_GIVEN RECORDS_.

════

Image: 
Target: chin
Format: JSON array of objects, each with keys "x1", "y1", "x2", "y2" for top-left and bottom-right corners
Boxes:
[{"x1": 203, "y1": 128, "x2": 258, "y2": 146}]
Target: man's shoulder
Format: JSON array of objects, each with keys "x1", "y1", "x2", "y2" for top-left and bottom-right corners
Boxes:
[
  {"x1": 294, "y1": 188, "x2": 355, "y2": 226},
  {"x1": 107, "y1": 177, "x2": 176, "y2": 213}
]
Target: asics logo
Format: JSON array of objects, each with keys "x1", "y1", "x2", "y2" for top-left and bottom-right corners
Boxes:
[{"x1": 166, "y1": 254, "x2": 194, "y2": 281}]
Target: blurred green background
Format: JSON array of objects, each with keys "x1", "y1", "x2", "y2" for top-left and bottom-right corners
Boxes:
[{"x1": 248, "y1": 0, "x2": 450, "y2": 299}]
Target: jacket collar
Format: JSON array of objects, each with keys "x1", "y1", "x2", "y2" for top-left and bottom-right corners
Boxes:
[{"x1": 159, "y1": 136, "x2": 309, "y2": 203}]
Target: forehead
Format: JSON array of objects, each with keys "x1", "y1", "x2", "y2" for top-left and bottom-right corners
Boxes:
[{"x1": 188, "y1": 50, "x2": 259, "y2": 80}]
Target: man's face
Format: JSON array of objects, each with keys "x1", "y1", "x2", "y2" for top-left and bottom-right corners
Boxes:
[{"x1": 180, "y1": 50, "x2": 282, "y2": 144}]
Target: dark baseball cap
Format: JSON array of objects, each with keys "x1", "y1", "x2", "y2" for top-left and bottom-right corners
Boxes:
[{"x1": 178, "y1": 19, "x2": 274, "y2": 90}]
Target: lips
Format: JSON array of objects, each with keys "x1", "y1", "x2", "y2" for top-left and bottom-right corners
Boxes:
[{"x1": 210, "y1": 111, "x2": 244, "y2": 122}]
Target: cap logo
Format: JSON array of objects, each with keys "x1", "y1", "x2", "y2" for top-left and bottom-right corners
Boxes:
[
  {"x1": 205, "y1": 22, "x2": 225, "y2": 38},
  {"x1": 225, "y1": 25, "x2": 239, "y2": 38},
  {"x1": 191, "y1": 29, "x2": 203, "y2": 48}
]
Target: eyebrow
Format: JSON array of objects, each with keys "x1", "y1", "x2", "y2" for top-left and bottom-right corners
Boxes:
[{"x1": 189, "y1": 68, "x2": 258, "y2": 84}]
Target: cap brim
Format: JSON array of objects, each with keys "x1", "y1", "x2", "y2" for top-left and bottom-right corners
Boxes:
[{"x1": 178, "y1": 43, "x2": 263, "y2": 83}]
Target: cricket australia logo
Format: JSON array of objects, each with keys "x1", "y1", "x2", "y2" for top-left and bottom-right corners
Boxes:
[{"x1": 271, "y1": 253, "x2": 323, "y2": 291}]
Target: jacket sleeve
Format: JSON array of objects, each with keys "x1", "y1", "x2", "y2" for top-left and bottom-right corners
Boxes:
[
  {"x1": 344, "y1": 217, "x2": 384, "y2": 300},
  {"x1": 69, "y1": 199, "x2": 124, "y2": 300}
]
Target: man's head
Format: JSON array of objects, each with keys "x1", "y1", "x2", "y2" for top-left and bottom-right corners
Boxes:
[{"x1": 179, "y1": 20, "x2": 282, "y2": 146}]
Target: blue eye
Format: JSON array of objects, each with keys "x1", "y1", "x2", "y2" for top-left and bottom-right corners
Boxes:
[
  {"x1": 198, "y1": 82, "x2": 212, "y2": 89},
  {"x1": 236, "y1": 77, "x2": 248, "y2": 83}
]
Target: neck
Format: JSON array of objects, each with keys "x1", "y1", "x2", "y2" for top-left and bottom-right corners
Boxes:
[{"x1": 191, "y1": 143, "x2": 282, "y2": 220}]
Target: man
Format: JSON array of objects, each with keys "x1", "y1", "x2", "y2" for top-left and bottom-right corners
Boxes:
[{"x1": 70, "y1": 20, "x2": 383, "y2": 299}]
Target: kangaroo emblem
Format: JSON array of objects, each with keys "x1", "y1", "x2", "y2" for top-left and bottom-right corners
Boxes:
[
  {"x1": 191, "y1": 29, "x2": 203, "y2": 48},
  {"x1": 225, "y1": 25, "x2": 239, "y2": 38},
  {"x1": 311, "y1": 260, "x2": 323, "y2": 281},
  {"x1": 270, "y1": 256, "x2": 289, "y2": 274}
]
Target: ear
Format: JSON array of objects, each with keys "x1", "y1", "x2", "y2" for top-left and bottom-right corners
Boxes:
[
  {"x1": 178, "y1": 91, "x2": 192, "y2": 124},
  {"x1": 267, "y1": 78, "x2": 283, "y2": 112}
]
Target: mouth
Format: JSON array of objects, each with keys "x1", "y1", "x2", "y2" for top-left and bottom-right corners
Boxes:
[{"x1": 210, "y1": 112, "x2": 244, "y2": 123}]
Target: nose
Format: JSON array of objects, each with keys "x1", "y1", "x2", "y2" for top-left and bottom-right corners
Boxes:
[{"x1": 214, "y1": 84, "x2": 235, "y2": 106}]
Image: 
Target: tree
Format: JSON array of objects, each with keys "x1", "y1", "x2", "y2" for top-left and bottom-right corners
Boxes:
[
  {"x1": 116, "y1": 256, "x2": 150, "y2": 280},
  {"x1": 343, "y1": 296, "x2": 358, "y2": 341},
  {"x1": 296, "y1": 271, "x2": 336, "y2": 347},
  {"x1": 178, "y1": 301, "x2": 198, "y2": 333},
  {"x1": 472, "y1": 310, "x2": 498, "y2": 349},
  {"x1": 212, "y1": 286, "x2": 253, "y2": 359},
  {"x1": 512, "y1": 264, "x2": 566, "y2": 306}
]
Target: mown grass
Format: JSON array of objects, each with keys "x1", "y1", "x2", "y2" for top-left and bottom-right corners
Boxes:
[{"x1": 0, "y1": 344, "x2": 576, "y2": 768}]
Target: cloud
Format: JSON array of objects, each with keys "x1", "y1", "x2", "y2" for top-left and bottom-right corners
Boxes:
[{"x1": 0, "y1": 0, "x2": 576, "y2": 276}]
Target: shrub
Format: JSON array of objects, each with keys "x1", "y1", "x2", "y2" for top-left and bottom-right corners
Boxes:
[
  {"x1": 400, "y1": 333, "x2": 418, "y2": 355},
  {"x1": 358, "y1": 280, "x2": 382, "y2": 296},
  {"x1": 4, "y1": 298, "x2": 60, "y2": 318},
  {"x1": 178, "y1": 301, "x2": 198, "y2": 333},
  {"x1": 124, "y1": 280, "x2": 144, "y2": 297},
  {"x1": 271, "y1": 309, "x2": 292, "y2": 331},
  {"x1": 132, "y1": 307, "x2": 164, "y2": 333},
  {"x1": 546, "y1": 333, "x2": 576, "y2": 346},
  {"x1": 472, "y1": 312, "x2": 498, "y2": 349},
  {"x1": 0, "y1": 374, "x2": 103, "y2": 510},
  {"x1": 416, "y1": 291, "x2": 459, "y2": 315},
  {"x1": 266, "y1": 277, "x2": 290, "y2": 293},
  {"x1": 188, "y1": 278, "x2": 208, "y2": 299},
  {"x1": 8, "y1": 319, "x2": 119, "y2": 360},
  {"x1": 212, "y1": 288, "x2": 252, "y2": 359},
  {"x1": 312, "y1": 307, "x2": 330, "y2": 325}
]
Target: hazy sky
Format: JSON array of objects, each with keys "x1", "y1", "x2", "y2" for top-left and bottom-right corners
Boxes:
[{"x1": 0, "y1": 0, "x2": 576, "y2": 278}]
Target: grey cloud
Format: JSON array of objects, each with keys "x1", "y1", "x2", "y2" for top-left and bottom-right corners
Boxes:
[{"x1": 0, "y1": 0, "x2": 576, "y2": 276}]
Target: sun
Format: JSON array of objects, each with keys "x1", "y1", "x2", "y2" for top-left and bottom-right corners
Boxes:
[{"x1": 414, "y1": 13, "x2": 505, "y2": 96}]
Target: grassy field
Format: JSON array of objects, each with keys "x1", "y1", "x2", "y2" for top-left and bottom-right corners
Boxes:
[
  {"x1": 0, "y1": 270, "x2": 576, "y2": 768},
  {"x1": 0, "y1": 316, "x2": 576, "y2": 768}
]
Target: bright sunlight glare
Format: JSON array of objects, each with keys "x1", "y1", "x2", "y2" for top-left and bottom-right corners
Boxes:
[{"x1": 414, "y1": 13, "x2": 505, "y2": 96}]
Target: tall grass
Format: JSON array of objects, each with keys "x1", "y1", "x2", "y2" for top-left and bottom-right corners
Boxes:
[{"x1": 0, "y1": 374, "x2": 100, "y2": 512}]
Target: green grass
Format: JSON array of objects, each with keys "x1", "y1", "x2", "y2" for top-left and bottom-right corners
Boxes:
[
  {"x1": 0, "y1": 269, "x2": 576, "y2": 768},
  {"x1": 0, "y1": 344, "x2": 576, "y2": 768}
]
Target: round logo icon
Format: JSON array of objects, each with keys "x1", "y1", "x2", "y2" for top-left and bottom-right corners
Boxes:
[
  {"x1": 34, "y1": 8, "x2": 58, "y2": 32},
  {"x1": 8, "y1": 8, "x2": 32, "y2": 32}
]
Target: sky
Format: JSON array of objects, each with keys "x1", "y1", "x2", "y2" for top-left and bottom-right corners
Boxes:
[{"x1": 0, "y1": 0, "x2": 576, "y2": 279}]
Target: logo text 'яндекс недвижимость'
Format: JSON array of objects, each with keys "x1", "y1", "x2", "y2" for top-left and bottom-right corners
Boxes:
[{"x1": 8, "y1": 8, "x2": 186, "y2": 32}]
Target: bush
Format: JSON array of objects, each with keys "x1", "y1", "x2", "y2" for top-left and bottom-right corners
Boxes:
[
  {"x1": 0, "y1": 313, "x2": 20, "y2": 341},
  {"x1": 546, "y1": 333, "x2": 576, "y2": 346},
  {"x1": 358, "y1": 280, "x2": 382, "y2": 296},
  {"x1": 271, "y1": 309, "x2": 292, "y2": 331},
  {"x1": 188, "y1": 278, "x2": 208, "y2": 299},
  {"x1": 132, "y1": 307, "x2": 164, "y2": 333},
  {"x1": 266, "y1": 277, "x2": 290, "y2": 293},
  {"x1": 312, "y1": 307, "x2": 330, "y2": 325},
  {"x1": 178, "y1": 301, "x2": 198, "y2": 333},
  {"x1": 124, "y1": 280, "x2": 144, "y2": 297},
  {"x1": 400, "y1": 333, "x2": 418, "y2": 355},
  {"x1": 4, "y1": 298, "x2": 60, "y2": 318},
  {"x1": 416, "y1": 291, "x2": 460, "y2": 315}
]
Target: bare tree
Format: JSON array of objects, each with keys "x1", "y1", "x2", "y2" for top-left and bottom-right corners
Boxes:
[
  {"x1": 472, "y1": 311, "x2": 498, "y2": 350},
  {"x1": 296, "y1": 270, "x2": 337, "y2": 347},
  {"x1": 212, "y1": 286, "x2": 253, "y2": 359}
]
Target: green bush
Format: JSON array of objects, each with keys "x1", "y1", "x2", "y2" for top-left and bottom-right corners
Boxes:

════

_EXERCISE OBJECTIVE_.
Beginning at the line containing "Target: bare tree", repeat each line exactly through the last line of the entries, and include no other lines.

_EXERCISE OUTPUT_.
Target: bare tree
Format: JSON array of objects, each with keys "x1", "y1", "x2", "y2" for top-left and bottom-right corners
Boxes:
[
  {"x1": 472, "y1": 311, "x2": 498, "y2": 350},
  {"x1": 296, "y1": 270, "x2": 337, "y2": 347},
  {"x1": 212, "y1": 286, "x2": 253, "y2": 359}
]
Target: green bush
Format: JSON array of objects, each with keys "x1", "y1", "x2", "y2" for top-left and bottom-right corners
Boxes:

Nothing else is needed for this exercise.